■ Problem set:
1. In the census lawsuit article, rewrite the paragraph beginning "The lawsuit, filed by the American Civil Liberties Union" as a shorter bulleted list that keeps its main facts.
2. According to the census lawsuit article, since what year has the census not included a citizenship question?
3. Duplicate the census lawsuit article from "The Manhattan federal" up to and including "Broward and Orange.".

----- Quoted passage -----

Aclu suit

Vanita Gupta, president and CEO of the Leadership Conference on Civil and Human Rights, said earlier that many Indian Americans live in “mixed status” households, in which certain family members may be citizens whereas others are undocumented. Such households would be reluctant to respond to the Census survey, she said. (Twitter photo)

NEW YORK — Civil rights lawyers sued the U.S. Commerce Department June 6 to try to stop plans to add a citizenship question to the 2020 census, calling it an unconstitutional attempt to discriminate against immigrants.

The Manhattan federal court lawsuit on behalf of immigrants’ rights groups blames racial animus for the recent announcement that the census will include a citizenship question for the first time since 1950.

The lawsuit, filed by the American Civil Liberties Union and others, claims the question intentionally discriminates against immigrants and will increase fear in their communities. It alleges census participation will be depressed, diluting the economic and political power of residents in places like New York City; Prince Georges’ County, Maryland; Houston; San Antonio, Texas; and the Florida counties of Miami-Dade, Broward and Orange.

----- Information supplied -----

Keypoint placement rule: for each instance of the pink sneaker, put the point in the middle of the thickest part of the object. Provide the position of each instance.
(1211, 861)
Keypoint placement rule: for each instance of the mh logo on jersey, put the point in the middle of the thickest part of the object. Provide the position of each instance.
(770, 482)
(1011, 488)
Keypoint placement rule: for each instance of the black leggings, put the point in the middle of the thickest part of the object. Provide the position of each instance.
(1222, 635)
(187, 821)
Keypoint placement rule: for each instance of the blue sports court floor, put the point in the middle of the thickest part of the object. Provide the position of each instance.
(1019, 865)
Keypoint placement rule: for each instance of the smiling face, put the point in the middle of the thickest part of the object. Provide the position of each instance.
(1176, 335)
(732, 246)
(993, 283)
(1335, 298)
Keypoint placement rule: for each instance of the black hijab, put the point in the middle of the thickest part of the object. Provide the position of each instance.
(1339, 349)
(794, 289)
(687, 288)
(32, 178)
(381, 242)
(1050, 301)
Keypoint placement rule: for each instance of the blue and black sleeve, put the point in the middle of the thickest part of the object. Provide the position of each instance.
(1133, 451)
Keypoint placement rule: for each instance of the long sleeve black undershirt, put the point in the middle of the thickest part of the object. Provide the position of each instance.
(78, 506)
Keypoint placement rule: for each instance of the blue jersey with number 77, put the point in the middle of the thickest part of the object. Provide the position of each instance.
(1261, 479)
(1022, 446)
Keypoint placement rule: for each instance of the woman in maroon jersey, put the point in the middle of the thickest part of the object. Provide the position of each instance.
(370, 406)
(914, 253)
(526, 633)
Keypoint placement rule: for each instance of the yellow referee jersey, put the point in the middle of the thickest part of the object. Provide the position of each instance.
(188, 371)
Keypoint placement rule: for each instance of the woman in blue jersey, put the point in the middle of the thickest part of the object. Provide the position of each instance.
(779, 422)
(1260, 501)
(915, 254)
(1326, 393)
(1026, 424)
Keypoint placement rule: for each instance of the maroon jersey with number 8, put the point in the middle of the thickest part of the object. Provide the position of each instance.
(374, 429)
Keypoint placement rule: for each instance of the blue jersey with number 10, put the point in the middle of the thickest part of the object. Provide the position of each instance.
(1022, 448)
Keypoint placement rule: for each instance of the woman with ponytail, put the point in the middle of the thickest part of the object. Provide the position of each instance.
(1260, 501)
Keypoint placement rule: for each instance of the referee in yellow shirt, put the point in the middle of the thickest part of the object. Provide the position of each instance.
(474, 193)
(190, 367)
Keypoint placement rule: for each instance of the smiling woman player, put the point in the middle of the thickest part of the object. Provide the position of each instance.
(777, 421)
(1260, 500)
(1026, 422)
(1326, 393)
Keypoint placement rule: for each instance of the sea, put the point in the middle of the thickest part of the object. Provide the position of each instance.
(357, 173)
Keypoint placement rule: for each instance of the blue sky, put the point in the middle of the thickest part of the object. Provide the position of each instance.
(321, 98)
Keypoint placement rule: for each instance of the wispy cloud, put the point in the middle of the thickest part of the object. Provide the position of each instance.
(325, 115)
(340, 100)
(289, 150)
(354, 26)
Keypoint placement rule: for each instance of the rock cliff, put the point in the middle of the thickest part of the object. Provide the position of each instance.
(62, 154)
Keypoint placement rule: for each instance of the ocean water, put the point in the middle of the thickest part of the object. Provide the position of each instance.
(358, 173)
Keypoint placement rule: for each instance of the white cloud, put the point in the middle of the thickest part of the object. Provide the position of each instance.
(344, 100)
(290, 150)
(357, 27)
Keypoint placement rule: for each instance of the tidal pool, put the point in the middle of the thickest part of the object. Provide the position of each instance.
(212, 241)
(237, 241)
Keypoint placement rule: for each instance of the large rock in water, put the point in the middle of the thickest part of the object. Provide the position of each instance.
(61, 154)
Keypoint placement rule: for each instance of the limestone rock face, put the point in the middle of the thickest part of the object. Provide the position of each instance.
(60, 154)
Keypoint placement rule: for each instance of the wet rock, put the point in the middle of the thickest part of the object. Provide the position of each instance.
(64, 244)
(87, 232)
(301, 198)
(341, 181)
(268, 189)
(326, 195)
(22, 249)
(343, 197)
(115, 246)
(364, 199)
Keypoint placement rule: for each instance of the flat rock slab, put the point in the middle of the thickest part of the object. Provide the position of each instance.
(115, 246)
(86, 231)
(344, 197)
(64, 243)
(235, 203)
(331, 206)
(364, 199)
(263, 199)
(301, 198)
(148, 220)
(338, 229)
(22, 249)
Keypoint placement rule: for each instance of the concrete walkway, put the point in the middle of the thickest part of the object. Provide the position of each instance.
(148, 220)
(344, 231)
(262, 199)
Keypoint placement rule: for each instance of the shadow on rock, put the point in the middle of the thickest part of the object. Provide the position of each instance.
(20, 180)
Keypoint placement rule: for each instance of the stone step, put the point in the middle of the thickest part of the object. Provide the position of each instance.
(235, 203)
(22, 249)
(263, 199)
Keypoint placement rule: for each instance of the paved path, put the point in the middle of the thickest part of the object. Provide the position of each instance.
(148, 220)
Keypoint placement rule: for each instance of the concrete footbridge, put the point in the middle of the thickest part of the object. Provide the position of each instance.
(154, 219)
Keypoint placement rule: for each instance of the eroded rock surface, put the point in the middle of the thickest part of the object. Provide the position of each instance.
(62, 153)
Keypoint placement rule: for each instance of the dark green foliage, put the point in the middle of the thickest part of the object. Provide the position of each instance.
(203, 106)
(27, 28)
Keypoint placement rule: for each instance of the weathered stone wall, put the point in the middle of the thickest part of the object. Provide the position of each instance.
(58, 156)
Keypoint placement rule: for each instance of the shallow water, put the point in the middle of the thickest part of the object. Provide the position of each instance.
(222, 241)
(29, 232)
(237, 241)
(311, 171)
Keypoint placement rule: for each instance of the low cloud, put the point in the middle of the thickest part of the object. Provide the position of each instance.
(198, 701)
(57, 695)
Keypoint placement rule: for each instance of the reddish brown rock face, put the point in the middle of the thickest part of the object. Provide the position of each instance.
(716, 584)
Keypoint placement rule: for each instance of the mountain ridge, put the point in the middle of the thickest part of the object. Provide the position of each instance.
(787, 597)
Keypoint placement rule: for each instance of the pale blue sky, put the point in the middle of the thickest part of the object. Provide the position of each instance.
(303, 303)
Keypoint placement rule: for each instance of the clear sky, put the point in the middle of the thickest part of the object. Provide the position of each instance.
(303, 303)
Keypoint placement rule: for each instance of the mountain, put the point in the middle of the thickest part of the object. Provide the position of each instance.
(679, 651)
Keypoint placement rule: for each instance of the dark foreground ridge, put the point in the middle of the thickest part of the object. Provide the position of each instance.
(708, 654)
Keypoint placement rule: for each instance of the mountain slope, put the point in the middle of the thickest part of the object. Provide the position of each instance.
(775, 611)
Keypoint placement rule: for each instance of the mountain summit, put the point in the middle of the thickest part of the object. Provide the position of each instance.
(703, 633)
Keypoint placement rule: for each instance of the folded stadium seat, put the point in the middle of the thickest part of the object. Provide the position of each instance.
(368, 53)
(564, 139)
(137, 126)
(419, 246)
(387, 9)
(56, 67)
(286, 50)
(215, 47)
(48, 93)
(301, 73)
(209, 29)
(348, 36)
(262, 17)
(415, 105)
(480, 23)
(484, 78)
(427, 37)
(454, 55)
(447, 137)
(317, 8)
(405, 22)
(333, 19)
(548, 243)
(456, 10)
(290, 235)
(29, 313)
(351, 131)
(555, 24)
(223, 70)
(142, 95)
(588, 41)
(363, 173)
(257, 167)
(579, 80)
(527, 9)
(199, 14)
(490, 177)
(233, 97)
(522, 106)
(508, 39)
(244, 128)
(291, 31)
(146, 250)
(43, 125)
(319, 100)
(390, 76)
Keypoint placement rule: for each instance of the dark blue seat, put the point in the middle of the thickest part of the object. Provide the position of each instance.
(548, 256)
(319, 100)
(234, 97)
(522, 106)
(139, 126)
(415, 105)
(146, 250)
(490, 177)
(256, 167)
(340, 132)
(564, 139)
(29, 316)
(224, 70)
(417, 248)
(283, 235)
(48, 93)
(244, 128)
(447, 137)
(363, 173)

-----

■ Responses to the tasks:
1.
- Filed by: the American Civil Liberties Union and others
- Claim: the citizenship question intentionally discriminates against immigrants and will increase fear in their communities
- Alleged effect: lower census participation, diluting residents' economic and political power
- Places named: New York City; Prince Georges' County, Maryland; Houston; San Antonio, Texas; and the Florida counties of Miami-Dade, Broward and Orange

2. 1950

3.
The Manhattan federal court lawsuit on behalf of immigrants’ rights groups blames racial animus for the recent announcement that the census will include a citizenship question for the first time since 1950.

The lawsuit, filed by the American Civil Liberties Union and others, claims the question intentionally discriminates against immigrants and will increase fear in their communities. It alleges census participation will be depressed, diluting the economic and political power of residents in places like New York City; Prince Georges’ County, Maryland; Houston; San Antonio, Texas; and the Florida counties of Miami-Dade, Broward and Orange.